2 x 6 x 6" slipcase containing five books, four with Turkish mapfold structure and one bound book (36 pages). Digital, polymer, and letterpress printed on Mohawk Superfine i-Tone. Typeface is Stymie with Rockwell heads. Covers laser cut. Bound with hand-tinted Tyvek spines and printed covers. Slipcase wrapper and Book E endsheets printed from polymer plates. Signed and numbered on the colophon.
Pyracantha Press: "Collaborative artist's book researching the role of the individual that contributes to urban sprawl using metropolitan Phoenix as the laboratory. Five books in a handmade slip-box, four books are a Turkish mapfold structure and when combined together make up metropolitan Phoenix. The fifth book contains research data."

Task list
1: Answer these from the book description:
(a) What typeface is used, and for what heads?
(b) How many pages are in the bound book?
(c) Which area serves as the laboratory for the research?
2: In the book description, rewrite the paragraph beginning "Pyracantha Press" as a short bulleted list that keeps its main facts.
3: Carry the book description forward from its last sentence.

Dataset
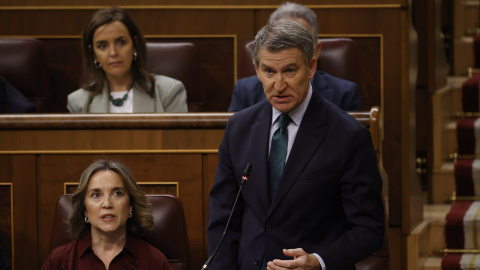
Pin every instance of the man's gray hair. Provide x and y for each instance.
(283, 34)
(297, 11)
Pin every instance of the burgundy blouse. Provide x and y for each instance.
(136, 255)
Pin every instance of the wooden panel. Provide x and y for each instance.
(6, 220)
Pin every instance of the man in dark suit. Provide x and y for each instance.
(324, 211)
(345, 94)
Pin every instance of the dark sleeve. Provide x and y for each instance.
(225, 188)
(361, 191)
(3, 259)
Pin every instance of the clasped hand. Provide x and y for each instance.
(301, 260)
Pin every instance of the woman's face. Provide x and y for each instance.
(113, 49)
(107, 203)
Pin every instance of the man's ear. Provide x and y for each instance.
(312, 67)
(318, 48)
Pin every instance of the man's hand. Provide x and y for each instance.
(301, 260)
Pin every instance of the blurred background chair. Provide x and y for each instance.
(339, 57)
(169, 234)
(179, 61)
(23, 64)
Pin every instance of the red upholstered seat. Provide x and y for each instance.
(23, 64)
(169, 234)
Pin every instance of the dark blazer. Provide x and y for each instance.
(329, 200)
(12, 100)
(345, 94)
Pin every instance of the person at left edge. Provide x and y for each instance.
(110, 217)
(114, 55)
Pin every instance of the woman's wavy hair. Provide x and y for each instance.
(138, 225)
(95, 77)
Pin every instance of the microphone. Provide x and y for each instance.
(246, 174)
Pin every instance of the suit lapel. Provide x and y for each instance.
(99, 102)
(310, 134)
(321, 86)
(259, 157)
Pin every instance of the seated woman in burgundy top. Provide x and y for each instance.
(109, 215)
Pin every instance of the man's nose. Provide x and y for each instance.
(279, 81)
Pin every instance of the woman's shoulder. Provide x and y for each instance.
(165, 80)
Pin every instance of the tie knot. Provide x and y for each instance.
(283, 120)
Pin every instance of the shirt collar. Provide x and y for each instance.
(296, 114)
(84, 244)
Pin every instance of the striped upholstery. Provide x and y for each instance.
(467, 177)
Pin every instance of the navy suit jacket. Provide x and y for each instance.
(328, 202)
(345, 94)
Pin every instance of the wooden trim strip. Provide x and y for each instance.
(127, 121)
(12, 223)
(114, 121)
(232, 36)
(210, 7)
(96, 152)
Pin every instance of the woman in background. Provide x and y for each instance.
(109, 215)
(115, 57)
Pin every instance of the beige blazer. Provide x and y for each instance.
(170, 96)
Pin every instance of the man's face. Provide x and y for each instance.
(285, 77)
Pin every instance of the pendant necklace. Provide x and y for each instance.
(119, 101)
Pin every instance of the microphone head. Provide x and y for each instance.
(247, 170)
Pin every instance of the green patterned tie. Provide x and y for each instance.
(278, 153)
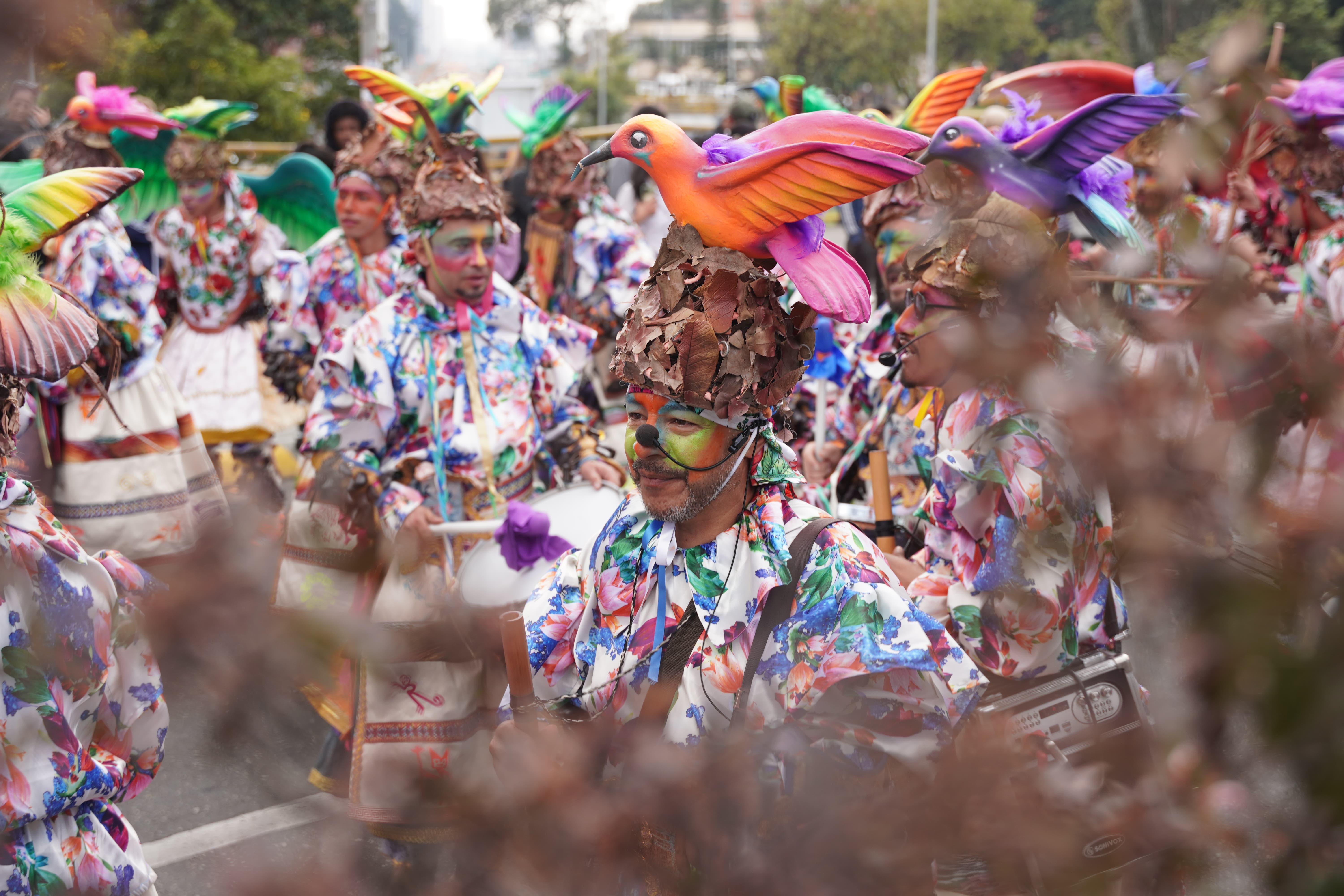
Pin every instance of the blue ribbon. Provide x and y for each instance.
(659, 625)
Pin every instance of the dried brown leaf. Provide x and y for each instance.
(670, 288)
(698, 357)
(721, 299)
(721, 258)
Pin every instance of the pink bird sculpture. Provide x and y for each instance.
(101, 109)
(763, 194)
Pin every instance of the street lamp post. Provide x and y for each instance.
(932, 43)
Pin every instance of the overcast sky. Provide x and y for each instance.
(467, 29)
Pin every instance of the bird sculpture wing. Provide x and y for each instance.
(17, 174)
(50, 206)
(213, 117)
(1064, 86)
(157, 191)
(42, 332)
(786, 185)
(1083, 138)
(791, 95)
(940, 100)
(816, 99)
(834, 128)
(386, 86)
(298, 198)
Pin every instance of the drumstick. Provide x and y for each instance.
(1244, 163)
(518, 668)
(884, 527)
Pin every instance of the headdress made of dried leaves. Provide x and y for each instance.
(196, 158)
(998, 253)
(451, 187)
(708, 330)
(1146, 151)
(72, 147)
(552, 168)
(382, 158)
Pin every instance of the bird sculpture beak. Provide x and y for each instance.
(601, 154)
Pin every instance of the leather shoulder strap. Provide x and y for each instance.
(779, 606)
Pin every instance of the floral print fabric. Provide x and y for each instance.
(1019, 550)
(97, 267)
(342, 288)
(894, 682)
(611, 261)
(374, 394)
(1323, 277)
(213, 265)
(84, 713)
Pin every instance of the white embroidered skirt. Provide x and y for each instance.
(220, 375)
(142, 492)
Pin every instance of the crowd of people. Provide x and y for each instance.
(467, 340)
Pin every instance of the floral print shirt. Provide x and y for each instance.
(97, 267)
(861, 671)
(1322, 257)
(212, 267)
(342, 288)
(84, 711)
(611, 260)
(1019, 553)
(374, 397)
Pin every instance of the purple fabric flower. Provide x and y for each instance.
(1320, 96)
(526, 538)
(722, 150)
(1022, 124)
(1107, 179)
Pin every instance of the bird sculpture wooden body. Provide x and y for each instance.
(763, 194)
(101, 109)
(1064, 167)
(448, 101)
(546, 120)
(42, 332)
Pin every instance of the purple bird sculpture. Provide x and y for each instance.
(1065, 167)
(1319, 99)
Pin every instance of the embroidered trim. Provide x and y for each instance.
(153, 504)
(447, 731)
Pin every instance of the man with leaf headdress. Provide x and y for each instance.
(585, 257)
(132, 473)
(716, 600)
(446, 397)
(217, 254)
(85, 715)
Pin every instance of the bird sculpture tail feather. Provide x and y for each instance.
(1104, 222)
(829, 279)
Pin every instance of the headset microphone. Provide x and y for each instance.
(648, 437)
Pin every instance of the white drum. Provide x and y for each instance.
(577, 514)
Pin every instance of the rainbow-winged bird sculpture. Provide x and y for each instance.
(42, 332)
(761, 194)
(1064, 167)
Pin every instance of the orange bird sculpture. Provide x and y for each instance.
(763, 194)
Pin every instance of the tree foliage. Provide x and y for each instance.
(197, 53)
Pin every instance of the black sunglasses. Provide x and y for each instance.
(921, 304)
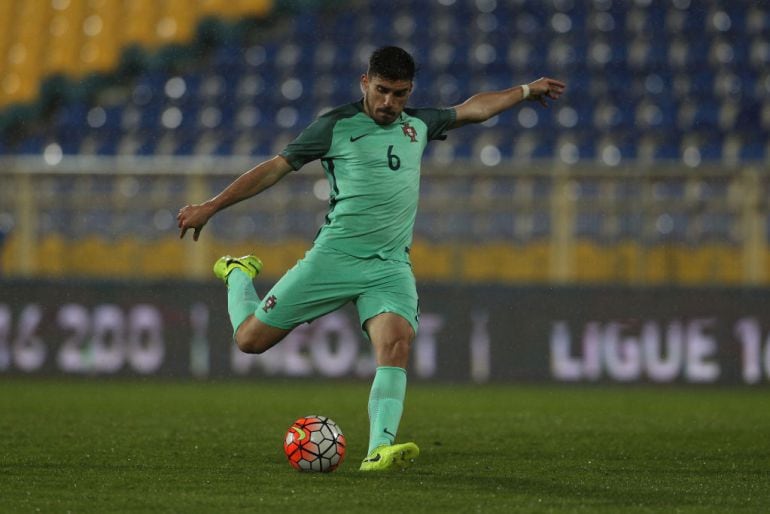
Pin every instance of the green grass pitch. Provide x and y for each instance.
(152, 446)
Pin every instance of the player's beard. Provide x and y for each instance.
(381, 116)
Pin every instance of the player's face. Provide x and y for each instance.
(384, 99)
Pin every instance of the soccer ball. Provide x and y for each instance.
(314, 443)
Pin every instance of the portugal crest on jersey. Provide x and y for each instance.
(409, 131)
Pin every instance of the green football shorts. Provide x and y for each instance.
(326, 279)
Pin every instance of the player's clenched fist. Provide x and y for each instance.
(192, 217)
(544, 88)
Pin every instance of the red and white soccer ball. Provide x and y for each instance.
(314, 443)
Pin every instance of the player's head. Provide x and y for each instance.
(387, 83)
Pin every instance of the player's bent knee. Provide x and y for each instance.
(253, 336)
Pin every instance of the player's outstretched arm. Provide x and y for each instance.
(247, 185)
(481, 107)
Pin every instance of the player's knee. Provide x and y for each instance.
(255, 337)
(395, 351)
(250, 345)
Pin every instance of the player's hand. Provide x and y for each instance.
(544, 88)
(193, 217)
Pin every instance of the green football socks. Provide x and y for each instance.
(386, 404)
(242, 298)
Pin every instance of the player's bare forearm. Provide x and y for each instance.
(249, 184)
(482, 106)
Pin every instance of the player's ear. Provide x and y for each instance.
(364, 83)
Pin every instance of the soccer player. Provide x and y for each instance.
(370, 151)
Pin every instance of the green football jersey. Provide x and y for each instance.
(374, 175)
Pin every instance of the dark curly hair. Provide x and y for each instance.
(391, 63)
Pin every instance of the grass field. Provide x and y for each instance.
(114, 446)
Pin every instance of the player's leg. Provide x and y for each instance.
(250, 334)
(389, 308)
(391, 336)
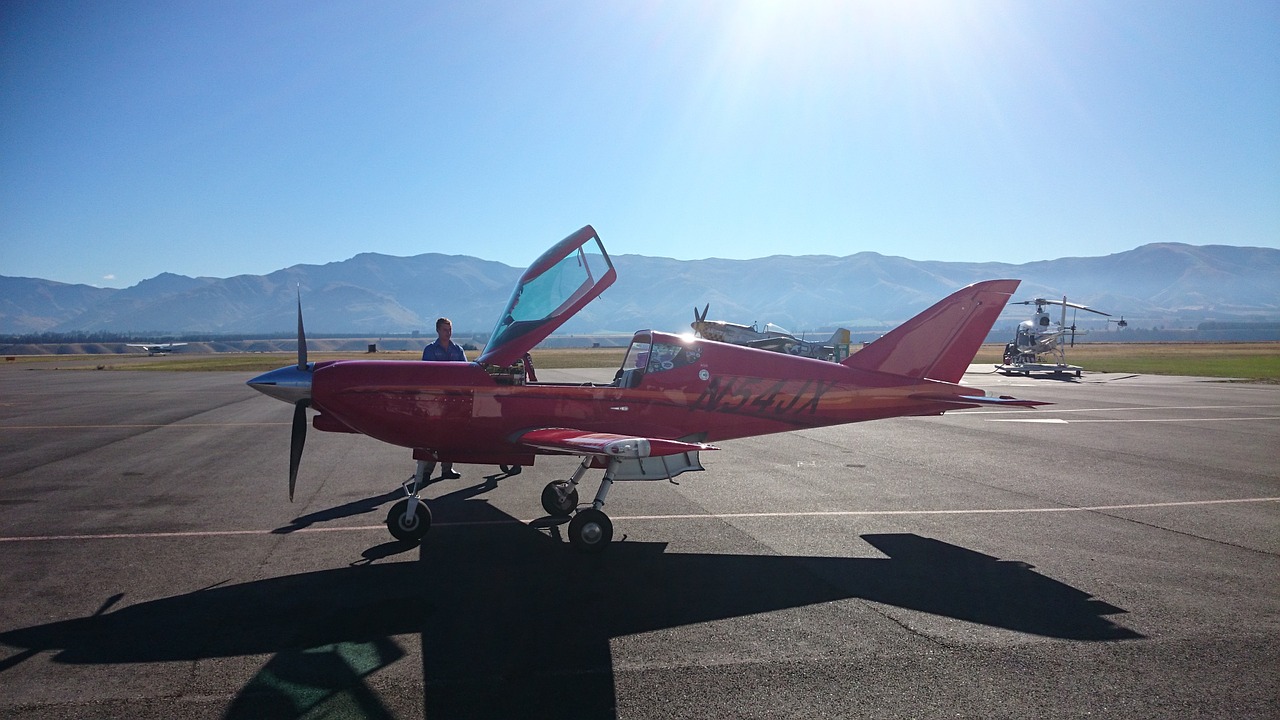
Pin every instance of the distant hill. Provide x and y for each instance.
(1161, 285)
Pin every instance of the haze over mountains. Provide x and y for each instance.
(1160, 285)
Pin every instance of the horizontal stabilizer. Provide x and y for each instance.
(981, 400)
(606, 445)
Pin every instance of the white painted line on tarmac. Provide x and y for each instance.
(1143, 409)
(688, 516)
(1061, 422)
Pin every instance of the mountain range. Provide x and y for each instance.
(1159, 285)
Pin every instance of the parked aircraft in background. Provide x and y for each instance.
(1040, 343)
(672, 396)
(772, 337)
(158, 349)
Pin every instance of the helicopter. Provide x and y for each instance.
(1040, 343)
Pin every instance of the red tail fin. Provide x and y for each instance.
(940, 342)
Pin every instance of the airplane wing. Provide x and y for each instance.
(606, 445)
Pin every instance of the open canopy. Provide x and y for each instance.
(560, 283)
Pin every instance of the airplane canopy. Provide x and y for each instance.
(560, 283)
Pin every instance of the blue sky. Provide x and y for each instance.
(219, 139)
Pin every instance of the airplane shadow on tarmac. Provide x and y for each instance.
(515, 623)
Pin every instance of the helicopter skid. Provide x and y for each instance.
(1040, 368)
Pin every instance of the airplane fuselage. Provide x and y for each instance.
(725, 392)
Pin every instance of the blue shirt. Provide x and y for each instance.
(434, 351)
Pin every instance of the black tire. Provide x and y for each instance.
(408, 532)
(552, 502)
(590, 531)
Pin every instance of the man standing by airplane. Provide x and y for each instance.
(444, 350)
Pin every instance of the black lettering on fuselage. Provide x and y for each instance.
(736, 395)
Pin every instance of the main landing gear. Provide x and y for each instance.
(410, 519)
(590, 529)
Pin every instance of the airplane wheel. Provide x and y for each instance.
(405, 529)
(590, 531)
(552, 502)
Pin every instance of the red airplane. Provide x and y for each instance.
(671, 397)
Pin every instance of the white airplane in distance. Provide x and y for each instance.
(158, 349)
(772, 337)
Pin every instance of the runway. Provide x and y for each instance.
(1112, 555)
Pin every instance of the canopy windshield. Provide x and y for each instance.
(552, 290)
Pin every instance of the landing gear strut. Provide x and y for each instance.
(410, 519)
(590, 529)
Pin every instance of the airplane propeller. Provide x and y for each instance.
(298, 436)
(700, 319)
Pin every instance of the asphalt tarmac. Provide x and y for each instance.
(1114, 555)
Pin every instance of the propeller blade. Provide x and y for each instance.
(302, 337)
(297, 440)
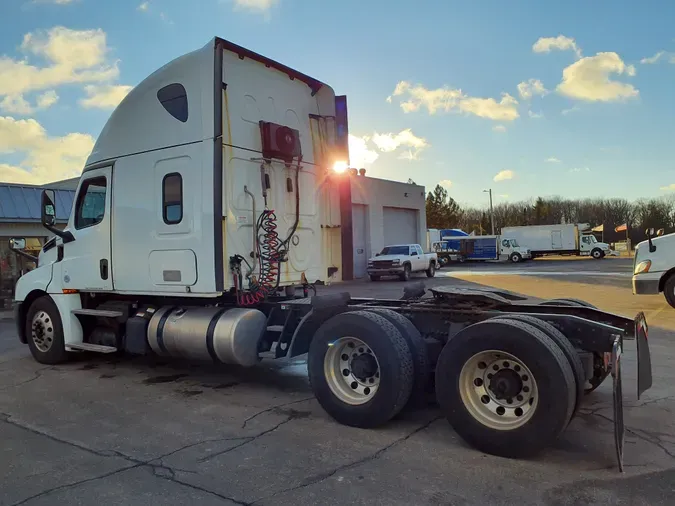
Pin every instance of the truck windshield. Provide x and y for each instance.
(395, 250)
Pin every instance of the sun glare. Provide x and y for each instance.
(340, 166)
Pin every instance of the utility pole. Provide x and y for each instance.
(492, 213)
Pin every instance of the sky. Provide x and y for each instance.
(527, 98)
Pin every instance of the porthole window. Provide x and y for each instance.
(172, 198)
(174, 99)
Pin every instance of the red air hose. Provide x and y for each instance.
(269, 258)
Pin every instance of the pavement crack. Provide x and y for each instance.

Responses in order
1:
(a) Stymie, with Rockwell heads.
(b) 36 pages.
(c) Metropolitan Phoenix.

2:
- Collaborative artist's book from Pyracantha Press
- Researches the individual's role in urban sprawl, using metropolitan Phoenix as the laboratory
- Five books held in a handmade slip-box
- Four books use a Turkish mapfold structure and together make up metropolitan Phoenix
- The fifth book contains research data

3:
Matthew Salinger: "[The project] involves research organized around attempting to understand how people directly control their surrounding urban environments through personal everyday decisions such as where to dine, shop, live, and be entertained. Our team collected over 100 lengthy interviews in person from people all over the Metropolitan Phoenix area. The data shows a stark difference of the way people live depending on their location in the city, and does point to a correlation between lifestyle choices and surrounding environment. However the most interesting aspect we uncovered is the lack of connection some people have to the city as a place — environmentally, socially, and culturally — when they live in the gigantic 'middle' zones far from central areas and the exterior fringe."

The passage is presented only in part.